* [WHAT YOU NEED TO DO]: Return all of the data exactly as given.

[Stored data entries]
• • • • •

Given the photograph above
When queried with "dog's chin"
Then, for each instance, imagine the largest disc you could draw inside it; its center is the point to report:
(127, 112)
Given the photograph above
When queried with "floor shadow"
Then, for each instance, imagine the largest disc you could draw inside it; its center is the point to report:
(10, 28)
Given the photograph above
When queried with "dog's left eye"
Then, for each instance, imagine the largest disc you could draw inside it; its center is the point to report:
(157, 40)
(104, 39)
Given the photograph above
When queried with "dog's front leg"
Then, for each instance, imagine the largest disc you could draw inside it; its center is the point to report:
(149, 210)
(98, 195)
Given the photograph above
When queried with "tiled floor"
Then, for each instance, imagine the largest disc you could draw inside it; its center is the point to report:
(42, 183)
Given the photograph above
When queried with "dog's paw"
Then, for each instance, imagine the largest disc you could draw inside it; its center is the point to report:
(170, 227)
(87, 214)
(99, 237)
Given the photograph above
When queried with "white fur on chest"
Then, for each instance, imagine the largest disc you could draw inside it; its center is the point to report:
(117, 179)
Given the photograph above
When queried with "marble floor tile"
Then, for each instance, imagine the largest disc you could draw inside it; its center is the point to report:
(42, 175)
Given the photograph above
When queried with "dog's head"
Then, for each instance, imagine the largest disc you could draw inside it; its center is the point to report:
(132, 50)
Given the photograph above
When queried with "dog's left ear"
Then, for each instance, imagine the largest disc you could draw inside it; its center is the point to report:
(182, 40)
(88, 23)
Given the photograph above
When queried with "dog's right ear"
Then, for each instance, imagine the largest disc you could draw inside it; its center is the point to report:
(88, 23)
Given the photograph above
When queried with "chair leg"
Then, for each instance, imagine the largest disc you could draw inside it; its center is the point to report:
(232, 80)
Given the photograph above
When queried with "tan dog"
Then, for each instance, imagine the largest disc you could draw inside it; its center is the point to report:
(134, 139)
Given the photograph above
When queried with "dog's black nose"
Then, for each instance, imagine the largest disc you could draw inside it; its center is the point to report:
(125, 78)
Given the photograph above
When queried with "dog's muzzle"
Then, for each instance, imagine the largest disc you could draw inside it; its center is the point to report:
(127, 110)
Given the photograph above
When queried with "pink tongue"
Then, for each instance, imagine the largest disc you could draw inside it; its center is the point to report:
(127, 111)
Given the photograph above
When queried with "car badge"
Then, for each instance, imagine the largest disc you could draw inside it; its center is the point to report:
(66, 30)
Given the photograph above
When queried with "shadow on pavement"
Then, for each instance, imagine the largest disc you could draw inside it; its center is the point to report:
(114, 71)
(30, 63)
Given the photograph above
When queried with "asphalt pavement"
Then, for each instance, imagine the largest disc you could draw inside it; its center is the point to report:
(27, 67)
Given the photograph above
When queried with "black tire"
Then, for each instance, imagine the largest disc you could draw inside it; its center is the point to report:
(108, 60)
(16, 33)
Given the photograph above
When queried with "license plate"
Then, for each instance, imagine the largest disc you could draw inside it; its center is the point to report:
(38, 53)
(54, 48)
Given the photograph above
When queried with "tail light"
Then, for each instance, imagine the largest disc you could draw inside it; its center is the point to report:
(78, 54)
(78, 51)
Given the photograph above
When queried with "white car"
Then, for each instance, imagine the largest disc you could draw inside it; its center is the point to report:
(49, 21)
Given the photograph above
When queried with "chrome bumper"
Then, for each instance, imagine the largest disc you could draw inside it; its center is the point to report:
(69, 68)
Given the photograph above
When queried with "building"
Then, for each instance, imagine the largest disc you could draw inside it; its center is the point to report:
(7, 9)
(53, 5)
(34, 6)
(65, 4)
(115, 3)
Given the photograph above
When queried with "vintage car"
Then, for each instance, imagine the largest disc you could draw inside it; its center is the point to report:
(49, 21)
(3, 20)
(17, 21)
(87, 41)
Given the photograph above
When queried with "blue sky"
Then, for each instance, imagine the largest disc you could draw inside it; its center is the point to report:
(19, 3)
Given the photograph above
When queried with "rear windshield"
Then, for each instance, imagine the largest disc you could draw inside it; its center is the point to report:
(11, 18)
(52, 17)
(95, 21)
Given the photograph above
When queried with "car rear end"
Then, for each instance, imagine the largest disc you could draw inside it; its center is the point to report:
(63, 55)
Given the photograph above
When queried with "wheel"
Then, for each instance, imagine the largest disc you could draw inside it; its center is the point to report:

• • • • •

* [TASK SOLUTION]:
Given the photograph above
When queried with "dog's chin"
Then, for each instance, imagine the largest disc you could draw inside it; its center is the point to report:
(127, 112)
Given the photograph above
When queried with "floor shadow"
Then, for each instance, imagine the largest disc you could draw inside it; its center is the point to report:
(10, 28)
Given the photograph above
When queried with "dog's left eye"
Then, for each instance, imagine the largest disc you could draw inside it; its center is the point to report:
(157, 40)
(104, 39)
Given the photograph above
When queried with "dog's front leg"
Then, for each instance, imagine the largest disc you could draw inside it; its center is the point to report:
(149, 210)
(98, 195)
Given the photograph above
When queried with "tiled floor"
Then, for each instance, imagine the largest disc you could draw inside it; its center is the point to report:
(42, 183)
Given the photograph above
When queried with "dog's paw"
Then, for each instance, imagine the largest disc you could draw inside it; its center is the point to report:
(170, 227)
(87, 214)
(99, 237)
Given the photograph above
When queried with "white fur on chest"
Then, for each instance, imagine the largest disc you could draw inside it; its center is the point to report:
(117, 179)
Given the photograph above
When queried with "marble floor tile"
Then, for each instance, imagine the largest disc you could draw inside it; its center is the point to report:
(42, 175)
Given the photograph above
When queried with "dog's head"
Then, for each instance, imagine the largest disc you could draw inside it; its center is the point to report:
(132, 50)
Given the photograph above
When queried with "dog's left ear"
Then, for each instance, imagine the largest disc you could draw inside it; its center is the point to report:
(182, 40)
(88, 23)
Given the photograph above
When queried with "dog's right ear"
Then, for each instance, imagine the largest disc you could draw inside it; its center is the point to report:
(88, 23)
Given the photograph above
When queried with "chair leg"
Then, for each instance, imagine the largest disc you could draw inside it; its center is the point to report:
(232, 80)
Given the photograph above
When queried with "tan dog"
Then, for each instance, imagine the largest disc you could draw inside it; its center is the point to report:
(134, 139)
Given the photograph above
When queried with "dog's black nose"
Then, for each instance, imagine the largest disc you could draw inside it; its center is the point to report:
(125, 78)
Given the photograph above
When queried with "dog's muzzle"
Then, for each instance, imagine the largest disc you could draw inside it; its center is the point to report:
(127, 110)
Given the photograph above
When queried with "pink tongue"
Then, for each instance, imagine the largest disc you could draw inside it; its center is the point to report:
(127, 111)
Given the photograph above
When queried with "car badge"
Then, for each instance, imagine the largest disc you could draw inside it; its center is the point to report:
(66, 30)
Given the photograph above
When queried with "shadow on pavement"
Then, for each instance, imagine the largest disc you could draw inside it; its center is the point to report:
(114, 71)
(30, 63)
Given the photograph above
When queried with "asphalt pavement"
Then, for each instance, imagine the largest disc you could draw inside it; its center is the point to report:
(27, 67)
Given the photograph above
When queried with "black tire"
Then, for each instance, imagine the largest disc you could draw inside it; its center is the point to report:
(108, 60)
(16, 33)
Given the photograph above
When queried with "license plate"
Then, for each instance, imagine the largest disc you could draw inside it; its center is the point to report:
(38, 53)
(54, 48)
Given the photograph above
When queried with "tail light"
Then, for each instance, imagine the largest disc you could draw inside it; its center is the point to report:
(78, 54)
(78, 51)
Given the photograph above
When queried with "white car"
Then, for each instance, imagine the largest disc you could draw inside it; its center is the point to report:
(49, 21)
Given the photograph above
When queried with "chrome bumper"
Then, for each instance, imagine the largest disc you could draw inside it; its center is the point to report:
(69, 68)
Given the photograph above
When queried with "building"
Then, for each instance, imagine the largest disc you could draw inside it; its center is the point to report:
(7, 9)
(53, 5)
(34, 6)
(65, 4)
(115, 3)
Given the photograph above
When queried with "vintage car"
Then, for each instance, imagine the largest disc you could draw inside it; its center is the point to report:
(49, 21)
(3, 20)
(17, 21)
(87, 41)
Given the photograph above
When queried with "blue sky"
Then, for each instance, imagine the largest disc you could draw inside it; its center is the point to report:
(19, 3)
Given the photograph above
When queried with "rear windshield"
Then, for each instance, imagine the largest disc you could draw inside it; its center is the point to report:
(11, 18)
(52, 17)
(95, 21)
Given the photograph above
When queried with "car rear end"
Then, for each instance, imagine the largest disc you could draw inside it; its center is the point to report:
(63, 55)
Given the photograph above
When queried with "wheel"
Then, for each instance, imagine the largest disc you could draw inside it; its center is the point to report:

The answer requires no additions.